**Document text**
C-store customers want clean bathrooms and hand sanitizer stations: Study
As provinces and regions enter new stages of re-opening in the era of COVID-19, more drivers will be on the roads, whether commuting to work, visiting reopened businesses or summer travels—and that could present opportunities for convenience stores.
Overall, 84% of drivers surveyed say they will be visiting convenience stores on their journeys: 23% say they will shop at convenience stores as part of their regular routine, 38% say they will shop at stores when they need something, and an additional 23% say they will only purchase gas at convenience stores, according to a consumer survey conducted for the National Association of Convenience Stores by PSB Insights. While the survey is U.S.-based, consumer insights are applicable here, too.
When it comes to enticing customers in store as travel picks up, the major focus is on cleanliness.
With gas prices still relatively low, consumers are looking to other offers within the store, with safety and comfort with store operations now paramount. Nearly half of customers surveyed (48%) say they have a store brand preference, and 37% of those with a preference say cleanliness is a factor driving that preference.
As essential services, convenience stores in Canada were early adopters in addressing protective measures amid the COVID-19 pandemic. The good news is, as most retailers are trying to adjust to the new precautions, most c-stores have systems in place.
Here are some other cleanliness-focused insights from the consumer survey:
Cash sales are down. The percentage of customers paying for gas by cash dropped from 21% in January to 14% in May, as many consumers are shying away from handling cash and seeking options that minimize contact.
Hand sanitizer access is the top priority for consumers. Consumers rated access to hand sanitizer in-store (68%) and at the fuel pump (67%) as the top two choices when asked which of 11 enhanced safety procedures they thought were appropriate to implement at convenience stores.
Bathrooms are top safety concerns. Consumers said bathrooms were the biggest concern for exposure to COVID-19 (54%), followed by concerns contracting the virus from other customers (47%) and from doors and surfaces (47%).
Consumers also weighed in on community engagement. More than one in three consumers said they would be much more likely to shop at a store that was actively supporting charitable causes.

**Stored data entries**
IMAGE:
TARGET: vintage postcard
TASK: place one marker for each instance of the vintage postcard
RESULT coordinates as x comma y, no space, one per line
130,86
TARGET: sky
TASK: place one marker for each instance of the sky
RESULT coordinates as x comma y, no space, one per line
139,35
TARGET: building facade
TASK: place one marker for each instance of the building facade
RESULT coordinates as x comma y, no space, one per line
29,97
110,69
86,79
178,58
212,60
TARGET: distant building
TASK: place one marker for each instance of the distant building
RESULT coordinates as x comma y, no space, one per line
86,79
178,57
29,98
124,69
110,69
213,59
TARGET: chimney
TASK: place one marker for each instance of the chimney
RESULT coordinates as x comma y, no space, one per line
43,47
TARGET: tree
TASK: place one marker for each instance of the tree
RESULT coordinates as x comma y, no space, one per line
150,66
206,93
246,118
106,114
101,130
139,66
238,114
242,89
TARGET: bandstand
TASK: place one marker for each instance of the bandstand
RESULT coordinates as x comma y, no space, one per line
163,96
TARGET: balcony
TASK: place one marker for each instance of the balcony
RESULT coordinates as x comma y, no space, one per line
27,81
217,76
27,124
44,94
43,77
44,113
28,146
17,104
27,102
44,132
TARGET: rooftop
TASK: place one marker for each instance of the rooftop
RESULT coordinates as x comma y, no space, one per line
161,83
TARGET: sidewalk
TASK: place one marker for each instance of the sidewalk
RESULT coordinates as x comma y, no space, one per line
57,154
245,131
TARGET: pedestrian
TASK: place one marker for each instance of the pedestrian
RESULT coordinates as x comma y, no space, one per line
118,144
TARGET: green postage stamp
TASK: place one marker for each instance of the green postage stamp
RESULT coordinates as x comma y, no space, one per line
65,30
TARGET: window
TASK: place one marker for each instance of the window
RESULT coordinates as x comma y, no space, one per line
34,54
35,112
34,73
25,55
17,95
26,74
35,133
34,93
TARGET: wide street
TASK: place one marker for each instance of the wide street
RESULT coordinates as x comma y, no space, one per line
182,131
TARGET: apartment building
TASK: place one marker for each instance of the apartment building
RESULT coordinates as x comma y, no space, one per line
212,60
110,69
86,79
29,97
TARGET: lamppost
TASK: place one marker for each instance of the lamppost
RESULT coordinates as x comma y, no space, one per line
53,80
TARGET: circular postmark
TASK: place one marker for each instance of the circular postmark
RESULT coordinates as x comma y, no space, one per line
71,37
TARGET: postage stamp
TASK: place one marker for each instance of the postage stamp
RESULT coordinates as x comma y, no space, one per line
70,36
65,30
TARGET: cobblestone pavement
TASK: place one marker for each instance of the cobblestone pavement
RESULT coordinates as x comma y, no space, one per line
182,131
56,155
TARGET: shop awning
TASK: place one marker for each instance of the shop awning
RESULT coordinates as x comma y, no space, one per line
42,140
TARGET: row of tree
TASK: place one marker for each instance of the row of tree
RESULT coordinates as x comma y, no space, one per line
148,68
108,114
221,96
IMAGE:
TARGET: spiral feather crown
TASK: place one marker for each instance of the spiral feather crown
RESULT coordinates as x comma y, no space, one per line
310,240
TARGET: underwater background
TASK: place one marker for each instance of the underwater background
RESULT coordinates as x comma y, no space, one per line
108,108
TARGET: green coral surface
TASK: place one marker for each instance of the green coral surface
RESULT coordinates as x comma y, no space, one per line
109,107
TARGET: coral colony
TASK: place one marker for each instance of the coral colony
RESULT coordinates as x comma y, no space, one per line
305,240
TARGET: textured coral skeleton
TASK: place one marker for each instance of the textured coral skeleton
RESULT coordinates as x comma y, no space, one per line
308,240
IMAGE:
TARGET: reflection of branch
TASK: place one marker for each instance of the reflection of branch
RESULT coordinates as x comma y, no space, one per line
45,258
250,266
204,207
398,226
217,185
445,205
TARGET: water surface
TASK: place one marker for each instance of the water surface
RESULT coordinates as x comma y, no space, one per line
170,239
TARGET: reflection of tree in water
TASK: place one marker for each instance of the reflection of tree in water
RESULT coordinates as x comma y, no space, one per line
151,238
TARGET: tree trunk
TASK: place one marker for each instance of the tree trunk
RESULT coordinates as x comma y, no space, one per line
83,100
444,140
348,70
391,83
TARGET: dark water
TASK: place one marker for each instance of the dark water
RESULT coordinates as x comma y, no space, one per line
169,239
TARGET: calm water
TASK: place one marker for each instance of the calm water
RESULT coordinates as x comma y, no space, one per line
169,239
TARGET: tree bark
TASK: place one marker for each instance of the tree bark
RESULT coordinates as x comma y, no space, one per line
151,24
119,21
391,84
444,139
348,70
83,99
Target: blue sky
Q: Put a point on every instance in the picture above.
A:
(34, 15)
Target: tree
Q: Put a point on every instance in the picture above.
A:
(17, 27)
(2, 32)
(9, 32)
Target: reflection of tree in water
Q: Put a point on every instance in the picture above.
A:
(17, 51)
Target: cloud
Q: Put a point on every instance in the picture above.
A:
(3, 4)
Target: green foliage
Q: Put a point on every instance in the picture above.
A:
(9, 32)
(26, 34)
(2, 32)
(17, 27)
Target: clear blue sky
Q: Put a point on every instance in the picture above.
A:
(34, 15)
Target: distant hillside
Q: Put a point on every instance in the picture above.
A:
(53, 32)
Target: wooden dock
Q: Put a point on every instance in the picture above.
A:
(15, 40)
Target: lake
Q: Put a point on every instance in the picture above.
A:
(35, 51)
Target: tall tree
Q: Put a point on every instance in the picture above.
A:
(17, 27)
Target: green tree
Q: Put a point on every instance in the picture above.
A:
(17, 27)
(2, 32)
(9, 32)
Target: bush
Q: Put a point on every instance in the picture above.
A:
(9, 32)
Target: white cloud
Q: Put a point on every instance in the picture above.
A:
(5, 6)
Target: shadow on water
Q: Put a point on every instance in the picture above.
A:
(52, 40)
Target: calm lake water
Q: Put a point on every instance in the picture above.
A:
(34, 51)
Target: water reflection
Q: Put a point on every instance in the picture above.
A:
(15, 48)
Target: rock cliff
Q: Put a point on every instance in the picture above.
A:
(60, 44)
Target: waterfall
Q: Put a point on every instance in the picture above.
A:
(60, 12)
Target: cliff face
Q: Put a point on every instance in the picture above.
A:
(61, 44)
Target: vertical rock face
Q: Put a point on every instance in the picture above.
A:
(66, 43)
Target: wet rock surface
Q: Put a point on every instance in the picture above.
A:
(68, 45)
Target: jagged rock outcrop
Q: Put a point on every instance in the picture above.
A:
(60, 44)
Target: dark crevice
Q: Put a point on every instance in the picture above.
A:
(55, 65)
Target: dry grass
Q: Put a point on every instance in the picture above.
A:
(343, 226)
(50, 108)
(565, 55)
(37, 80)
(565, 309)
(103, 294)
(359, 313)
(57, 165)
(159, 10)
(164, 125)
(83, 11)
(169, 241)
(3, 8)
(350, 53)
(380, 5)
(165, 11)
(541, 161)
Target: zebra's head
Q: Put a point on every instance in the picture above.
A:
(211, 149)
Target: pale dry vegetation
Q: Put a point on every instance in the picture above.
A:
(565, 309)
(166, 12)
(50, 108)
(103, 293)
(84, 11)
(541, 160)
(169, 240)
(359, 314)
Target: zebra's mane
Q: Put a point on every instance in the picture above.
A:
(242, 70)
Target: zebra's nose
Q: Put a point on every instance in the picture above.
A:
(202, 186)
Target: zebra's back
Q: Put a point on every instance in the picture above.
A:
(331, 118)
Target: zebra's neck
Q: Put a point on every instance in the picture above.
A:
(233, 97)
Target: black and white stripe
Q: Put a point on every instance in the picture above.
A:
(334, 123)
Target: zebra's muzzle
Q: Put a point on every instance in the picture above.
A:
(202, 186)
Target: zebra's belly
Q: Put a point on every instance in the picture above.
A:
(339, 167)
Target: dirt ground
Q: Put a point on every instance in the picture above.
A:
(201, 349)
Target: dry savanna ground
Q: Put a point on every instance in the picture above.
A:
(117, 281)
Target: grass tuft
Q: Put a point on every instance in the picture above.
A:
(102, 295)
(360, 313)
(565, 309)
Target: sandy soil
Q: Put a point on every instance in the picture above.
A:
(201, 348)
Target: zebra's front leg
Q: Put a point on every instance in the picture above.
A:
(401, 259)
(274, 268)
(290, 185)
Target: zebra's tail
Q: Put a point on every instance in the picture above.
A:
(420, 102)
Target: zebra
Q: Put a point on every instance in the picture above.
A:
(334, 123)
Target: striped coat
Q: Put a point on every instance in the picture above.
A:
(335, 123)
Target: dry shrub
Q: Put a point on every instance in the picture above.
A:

**What to do**
According to the convenience store survey article, what did consumers name as their biggest concern for exposure to COVID-19?

**Task response**
Bathrooms, named by 54% of consumers.